■ EXERCISE
Return each line of the rows below that contains the string "pair", copied without changes. Matching is case-sensitive.

[start]

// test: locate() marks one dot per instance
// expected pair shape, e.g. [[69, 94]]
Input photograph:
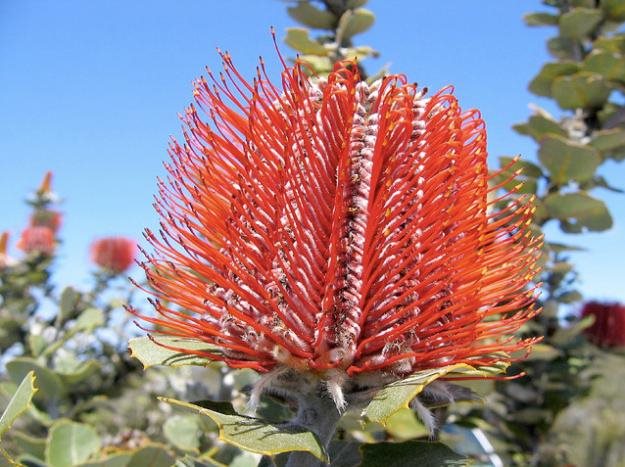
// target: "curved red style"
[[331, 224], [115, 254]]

[end]
[start]

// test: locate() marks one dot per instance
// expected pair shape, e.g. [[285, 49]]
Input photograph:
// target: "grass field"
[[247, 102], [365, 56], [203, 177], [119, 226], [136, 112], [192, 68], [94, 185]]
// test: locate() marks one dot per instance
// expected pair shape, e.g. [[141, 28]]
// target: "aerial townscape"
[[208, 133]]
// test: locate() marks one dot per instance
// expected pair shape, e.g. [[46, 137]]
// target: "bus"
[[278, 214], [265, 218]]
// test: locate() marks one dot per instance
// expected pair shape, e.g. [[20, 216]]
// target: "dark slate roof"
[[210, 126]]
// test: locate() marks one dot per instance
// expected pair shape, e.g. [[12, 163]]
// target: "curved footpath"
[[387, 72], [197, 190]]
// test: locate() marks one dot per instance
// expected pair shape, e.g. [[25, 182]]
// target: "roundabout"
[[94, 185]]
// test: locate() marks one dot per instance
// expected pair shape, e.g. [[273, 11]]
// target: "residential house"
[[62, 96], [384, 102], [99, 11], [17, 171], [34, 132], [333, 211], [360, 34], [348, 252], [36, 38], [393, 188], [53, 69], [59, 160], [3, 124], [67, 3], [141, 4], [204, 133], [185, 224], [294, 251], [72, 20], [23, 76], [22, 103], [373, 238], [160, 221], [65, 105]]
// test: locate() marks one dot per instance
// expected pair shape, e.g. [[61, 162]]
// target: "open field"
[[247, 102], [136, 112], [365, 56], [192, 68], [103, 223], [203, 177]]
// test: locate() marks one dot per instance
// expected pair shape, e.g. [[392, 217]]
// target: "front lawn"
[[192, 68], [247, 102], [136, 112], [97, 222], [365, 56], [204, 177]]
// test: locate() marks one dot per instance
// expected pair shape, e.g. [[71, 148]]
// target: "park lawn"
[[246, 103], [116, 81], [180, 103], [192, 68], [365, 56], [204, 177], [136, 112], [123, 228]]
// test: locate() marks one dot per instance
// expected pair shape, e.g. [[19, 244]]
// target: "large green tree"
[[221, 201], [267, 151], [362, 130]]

[end]

■ EXERCISE RESPONSE
// expected pair shape, e.g. [[69, 94]]
// expected pair shape, e.g. [[285, 49]]
// expected pair shape, e.g. [[141, 28]]
// expected pair shape, e.g. [[46, 137]]
// expected pair shape, e.g. [[20, 216]]
// expected pair shape, e.g. [[12, 163]]
// expected pair shape, e.g. [[25, 182]]
// expected pair shape, e.g. [[273, 11]]
// expected pair shape, e.g. [[61, 162]]
// expected pair shape, e.g. [[392, 217]]
// expected pair shape, e.g. [[71, 148]]
// expected pair shape, e.g. [[19, 244]]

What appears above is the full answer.